--- SOURCE EXCERPT ---

Hobart has been pushed off the top spot as one of the most affordable capital cities in which to purchase a house; it is now more expensive than Darwin and Perth.
“The 4.1% gain over the December quarter to $852,940 marks the steepest quarterly jump in four years,” said Domain senior research analyst Nicola Powell.
“House prices across all capital cities are now at new peaks, apart from Darwin and Perth. National unit prices increased a more modest 1.3% over the December quarter to $574,245 and now are only 1.4% below the mid-2017 peak and could surpass this high over the next quarter.”
Property prices are not expected to stop there. A previously confidential report from November 2020, which was recently released by the RBA, pointed to a possible 30% increase in property prices over the next three years should borrowers see the low interest rate as permanent. However, it may only be a 10% increase if the rate is thought to be temporary. While this would help drive the economy due to increased wealth and household spending, it could also induce borrowers to bite off more than they could comfortably chew in credit.
Mortgage Choice CEO Susan Mitchell agreed that property prices would likely rise as a result of sustained low interest rates, but she pointed to a recent increase in loan commitments in the first home buyer segment.
“Lower rates are going to mean that property prices will probably increase,” she said. “I guess the question is, what’s the most important thing? Is it allowing some of those property prices to increase but actually stimulating the economy and getting more people employed? I think [the RBA has] decided that employment’s more important.”
What does the future hold?

---

THINGS TO DO:
a) Print the part of the house-price excerpt that opens with the words containing "Hobart has been" and closes with "analyst Nicola Powell.".
b) Render every line of the listing below as a numbered list, leaving out any blank lines.

--- PROVIDED RECORDS ---

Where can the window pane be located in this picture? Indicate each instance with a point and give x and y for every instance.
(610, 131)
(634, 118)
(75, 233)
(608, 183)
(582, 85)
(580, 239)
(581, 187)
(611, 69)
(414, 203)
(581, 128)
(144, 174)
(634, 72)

---

FULL SOLUTIONS:
a)
Hobart has been pushed off the top spot as one of the most affordable capital cities in which to purchase a house; it is now more expensive than Darwin and Perth.
“The 4.1% gain over the December quarter to $852,940 marks the steepest quarterly jump in four years,” said Domain senior research analyst Nicola Powell.

b)
1. Where can the window pane be located in this picture? Indicate each instance with a point and give x and y for every instance.
2. (610, 131)
3. (634, 118)
4. (75, 233)
5. (608, 183)
6. (582, 85)
7. (580, 239)
8. (581, 187)
9. (611, 69)
10. (414, 203)
11. (581, 128)
12. (144, 174)
13. (634, 72)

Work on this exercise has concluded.